- What needs to be done: Count the lines in the material below that contain the string "uniform", and reply with only the number.

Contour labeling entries
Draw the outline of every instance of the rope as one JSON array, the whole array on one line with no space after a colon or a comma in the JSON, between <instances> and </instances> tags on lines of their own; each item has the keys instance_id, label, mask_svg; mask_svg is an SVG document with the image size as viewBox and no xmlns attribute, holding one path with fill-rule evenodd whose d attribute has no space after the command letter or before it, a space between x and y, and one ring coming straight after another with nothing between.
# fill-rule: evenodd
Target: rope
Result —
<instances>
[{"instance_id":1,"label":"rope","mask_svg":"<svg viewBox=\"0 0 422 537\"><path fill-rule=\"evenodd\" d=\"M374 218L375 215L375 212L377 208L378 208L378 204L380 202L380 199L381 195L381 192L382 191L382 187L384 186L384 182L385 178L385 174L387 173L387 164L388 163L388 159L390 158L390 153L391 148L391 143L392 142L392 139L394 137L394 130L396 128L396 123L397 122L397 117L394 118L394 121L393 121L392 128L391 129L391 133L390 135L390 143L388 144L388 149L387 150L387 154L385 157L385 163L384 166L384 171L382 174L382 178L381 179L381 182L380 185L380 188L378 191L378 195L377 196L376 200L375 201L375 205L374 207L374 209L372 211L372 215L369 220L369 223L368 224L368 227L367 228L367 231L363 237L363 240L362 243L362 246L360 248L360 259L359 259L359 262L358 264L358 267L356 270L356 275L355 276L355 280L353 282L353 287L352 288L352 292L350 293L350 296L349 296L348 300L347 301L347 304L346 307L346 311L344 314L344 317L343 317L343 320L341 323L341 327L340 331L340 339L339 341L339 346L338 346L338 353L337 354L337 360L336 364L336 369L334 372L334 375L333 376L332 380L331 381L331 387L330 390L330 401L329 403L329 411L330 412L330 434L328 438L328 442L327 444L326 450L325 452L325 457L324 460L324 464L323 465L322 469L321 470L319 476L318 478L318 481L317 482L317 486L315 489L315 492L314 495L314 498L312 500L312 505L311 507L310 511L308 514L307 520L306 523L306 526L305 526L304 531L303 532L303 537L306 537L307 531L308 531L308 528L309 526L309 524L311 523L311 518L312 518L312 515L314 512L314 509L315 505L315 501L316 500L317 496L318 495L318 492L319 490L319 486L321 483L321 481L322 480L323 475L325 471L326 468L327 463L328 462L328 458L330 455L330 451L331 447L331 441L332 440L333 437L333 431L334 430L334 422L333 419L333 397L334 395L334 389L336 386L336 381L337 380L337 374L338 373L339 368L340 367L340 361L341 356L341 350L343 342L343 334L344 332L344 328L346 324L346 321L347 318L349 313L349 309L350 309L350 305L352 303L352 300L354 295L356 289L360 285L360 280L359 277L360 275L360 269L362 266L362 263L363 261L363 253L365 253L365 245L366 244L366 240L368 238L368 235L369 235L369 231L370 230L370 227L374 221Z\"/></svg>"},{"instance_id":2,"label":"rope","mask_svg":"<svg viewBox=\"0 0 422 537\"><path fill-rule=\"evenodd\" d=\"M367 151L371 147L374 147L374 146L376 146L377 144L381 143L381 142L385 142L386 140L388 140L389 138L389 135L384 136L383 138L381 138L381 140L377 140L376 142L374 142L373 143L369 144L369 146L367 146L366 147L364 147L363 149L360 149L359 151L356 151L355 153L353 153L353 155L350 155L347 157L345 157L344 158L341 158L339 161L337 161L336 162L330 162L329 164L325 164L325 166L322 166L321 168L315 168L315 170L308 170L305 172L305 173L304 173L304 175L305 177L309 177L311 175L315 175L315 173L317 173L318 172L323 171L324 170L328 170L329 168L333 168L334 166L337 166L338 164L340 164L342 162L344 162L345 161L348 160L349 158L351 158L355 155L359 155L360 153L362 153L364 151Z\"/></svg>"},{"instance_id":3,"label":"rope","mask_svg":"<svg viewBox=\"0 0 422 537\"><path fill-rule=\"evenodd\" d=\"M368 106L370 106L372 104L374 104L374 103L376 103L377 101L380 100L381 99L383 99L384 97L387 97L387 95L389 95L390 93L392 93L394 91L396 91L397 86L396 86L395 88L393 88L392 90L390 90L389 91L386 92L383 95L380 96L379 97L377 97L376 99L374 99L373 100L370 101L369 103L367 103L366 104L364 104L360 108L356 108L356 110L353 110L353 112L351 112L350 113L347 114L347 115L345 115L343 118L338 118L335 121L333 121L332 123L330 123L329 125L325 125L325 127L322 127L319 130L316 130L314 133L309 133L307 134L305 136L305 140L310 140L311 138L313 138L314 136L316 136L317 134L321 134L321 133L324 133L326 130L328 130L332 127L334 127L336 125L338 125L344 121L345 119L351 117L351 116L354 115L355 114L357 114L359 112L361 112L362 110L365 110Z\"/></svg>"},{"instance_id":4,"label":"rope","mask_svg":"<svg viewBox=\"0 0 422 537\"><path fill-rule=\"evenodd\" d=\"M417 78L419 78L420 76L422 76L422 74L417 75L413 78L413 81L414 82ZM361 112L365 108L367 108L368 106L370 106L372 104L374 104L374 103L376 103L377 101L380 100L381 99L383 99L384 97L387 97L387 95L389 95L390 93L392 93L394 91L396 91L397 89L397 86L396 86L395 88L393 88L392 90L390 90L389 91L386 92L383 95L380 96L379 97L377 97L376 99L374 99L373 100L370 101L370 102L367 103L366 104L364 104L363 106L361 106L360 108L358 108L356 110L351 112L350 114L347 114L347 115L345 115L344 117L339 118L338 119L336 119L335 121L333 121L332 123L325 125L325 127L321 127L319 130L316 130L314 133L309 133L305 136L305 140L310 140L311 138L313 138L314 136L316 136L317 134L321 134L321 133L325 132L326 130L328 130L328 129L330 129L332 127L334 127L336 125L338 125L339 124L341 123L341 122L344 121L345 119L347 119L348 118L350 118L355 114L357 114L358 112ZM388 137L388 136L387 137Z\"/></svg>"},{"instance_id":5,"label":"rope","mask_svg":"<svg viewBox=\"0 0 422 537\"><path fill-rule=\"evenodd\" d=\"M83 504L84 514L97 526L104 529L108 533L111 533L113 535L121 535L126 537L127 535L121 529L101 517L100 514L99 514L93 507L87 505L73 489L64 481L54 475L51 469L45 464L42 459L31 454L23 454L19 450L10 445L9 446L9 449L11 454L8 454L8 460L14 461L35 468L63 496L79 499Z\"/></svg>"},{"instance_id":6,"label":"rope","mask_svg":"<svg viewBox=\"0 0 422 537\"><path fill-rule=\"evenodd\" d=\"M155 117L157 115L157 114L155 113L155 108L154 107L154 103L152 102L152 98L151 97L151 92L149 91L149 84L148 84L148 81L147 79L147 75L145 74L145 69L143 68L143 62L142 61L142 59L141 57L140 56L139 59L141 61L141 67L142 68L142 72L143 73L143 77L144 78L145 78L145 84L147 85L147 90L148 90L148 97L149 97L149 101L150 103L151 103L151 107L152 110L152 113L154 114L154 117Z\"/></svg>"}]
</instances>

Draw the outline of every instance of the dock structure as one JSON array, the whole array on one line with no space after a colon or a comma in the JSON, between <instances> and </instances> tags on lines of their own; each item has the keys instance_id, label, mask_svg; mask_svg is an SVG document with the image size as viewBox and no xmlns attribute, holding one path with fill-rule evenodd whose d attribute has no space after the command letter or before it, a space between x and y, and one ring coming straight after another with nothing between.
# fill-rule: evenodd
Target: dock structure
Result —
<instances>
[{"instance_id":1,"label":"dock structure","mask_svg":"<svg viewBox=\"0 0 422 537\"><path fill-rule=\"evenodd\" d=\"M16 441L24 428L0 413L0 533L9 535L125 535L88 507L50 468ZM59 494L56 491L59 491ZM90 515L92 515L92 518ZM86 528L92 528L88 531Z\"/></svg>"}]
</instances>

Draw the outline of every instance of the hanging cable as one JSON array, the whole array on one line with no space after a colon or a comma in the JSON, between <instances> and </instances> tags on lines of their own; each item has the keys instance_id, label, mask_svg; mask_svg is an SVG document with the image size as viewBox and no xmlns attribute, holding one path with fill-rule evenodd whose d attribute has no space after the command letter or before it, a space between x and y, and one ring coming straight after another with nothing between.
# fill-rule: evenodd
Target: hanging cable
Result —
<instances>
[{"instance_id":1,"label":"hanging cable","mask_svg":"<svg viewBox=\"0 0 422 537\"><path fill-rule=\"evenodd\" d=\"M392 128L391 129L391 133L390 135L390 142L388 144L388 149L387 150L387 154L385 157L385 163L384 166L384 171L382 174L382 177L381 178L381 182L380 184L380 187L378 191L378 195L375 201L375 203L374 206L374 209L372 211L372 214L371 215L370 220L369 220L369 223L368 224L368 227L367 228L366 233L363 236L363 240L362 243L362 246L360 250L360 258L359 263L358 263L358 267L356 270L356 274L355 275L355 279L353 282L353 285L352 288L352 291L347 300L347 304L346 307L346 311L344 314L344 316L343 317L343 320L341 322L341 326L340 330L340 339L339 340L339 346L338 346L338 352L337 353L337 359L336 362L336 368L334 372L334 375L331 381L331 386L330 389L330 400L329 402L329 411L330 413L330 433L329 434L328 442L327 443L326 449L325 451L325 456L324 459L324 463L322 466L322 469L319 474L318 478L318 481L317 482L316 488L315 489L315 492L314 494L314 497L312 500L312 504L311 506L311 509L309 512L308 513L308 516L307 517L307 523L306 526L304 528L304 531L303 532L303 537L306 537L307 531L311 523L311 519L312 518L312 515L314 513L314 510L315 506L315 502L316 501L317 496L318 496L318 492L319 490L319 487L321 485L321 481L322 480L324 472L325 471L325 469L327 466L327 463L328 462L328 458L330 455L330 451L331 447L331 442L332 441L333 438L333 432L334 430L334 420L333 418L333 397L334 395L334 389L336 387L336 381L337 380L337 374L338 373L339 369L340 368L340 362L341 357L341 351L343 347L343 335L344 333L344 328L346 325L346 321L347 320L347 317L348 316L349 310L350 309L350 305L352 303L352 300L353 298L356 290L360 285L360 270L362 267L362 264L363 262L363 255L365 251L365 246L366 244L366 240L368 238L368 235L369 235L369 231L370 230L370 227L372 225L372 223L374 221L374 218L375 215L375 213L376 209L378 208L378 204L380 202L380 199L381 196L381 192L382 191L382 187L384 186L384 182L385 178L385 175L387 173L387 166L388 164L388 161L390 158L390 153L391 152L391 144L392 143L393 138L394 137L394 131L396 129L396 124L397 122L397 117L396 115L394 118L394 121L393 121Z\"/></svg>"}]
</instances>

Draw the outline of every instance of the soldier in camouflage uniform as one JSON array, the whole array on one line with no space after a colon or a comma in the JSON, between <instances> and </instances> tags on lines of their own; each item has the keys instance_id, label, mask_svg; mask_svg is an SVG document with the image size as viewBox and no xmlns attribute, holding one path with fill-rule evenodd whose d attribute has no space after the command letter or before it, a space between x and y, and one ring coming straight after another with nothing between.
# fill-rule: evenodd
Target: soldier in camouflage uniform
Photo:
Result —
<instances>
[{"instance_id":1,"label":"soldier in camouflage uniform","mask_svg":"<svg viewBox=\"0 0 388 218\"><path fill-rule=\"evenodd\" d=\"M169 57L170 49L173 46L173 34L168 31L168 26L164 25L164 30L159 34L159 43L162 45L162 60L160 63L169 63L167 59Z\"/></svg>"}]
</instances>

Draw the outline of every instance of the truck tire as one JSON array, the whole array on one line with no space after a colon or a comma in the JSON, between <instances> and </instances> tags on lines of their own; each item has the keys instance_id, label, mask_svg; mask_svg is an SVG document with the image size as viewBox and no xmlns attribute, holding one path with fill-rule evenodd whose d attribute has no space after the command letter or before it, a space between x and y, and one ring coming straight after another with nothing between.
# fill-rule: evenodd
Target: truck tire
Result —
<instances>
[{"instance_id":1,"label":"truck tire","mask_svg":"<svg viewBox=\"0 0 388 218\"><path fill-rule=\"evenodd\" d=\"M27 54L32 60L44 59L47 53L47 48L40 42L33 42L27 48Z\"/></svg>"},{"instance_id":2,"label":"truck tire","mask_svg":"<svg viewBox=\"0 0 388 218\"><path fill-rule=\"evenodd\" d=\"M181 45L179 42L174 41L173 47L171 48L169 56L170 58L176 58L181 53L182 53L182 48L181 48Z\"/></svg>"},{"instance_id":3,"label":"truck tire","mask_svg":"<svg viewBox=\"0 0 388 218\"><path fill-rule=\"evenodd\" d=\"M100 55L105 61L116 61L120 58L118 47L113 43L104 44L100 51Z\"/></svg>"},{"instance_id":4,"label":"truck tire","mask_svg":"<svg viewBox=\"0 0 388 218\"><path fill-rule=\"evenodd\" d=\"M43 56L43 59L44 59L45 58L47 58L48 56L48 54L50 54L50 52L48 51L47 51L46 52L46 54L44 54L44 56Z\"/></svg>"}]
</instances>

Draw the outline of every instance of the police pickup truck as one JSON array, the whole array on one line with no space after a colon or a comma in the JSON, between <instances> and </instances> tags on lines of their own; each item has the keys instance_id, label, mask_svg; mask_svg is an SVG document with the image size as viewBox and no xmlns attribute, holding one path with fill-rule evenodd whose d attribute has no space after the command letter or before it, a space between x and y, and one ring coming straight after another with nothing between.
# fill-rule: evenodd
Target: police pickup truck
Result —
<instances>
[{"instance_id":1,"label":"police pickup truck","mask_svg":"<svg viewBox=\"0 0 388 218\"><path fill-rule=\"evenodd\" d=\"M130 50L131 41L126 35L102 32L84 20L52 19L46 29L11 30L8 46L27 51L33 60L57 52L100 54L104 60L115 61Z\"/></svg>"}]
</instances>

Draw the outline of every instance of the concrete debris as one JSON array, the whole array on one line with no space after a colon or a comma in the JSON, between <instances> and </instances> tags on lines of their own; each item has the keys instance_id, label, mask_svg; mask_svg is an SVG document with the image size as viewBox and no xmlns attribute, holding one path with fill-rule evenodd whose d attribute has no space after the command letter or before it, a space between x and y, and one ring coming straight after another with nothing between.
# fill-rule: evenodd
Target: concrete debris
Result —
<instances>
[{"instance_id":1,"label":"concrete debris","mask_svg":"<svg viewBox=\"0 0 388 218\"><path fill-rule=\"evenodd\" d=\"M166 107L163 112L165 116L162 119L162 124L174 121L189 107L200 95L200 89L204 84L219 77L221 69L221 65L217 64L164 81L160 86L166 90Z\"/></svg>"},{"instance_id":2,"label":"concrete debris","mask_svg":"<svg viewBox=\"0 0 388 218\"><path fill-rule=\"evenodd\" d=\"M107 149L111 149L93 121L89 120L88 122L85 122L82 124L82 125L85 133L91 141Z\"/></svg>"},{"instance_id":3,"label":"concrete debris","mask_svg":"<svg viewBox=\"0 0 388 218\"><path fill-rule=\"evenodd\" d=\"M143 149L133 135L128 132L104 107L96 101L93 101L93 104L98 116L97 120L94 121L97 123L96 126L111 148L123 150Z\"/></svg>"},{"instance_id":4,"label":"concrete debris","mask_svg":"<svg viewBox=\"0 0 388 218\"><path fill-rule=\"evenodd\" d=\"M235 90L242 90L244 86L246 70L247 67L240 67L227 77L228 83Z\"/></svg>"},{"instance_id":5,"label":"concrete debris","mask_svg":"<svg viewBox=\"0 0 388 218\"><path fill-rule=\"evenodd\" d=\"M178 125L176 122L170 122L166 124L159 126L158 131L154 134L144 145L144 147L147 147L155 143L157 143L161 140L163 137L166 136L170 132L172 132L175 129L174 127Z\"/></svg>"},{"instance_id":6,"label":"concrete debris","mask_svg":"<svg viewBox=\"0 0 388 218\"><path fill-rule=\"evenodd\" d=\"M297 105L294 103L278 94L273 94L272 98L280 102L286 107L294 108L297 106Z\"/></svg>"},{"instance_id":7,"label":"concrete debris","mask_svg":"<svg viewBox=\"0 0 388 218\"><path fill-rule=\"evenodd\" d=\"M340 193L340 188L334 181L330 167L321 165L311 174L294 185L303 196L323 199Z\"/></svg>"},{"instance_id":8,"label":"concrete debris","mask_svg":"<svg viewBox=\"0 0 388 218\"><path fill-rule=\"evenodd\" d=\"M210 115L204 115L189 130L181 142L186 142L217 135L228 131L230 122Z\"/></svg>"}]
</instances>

- Response to the task: 3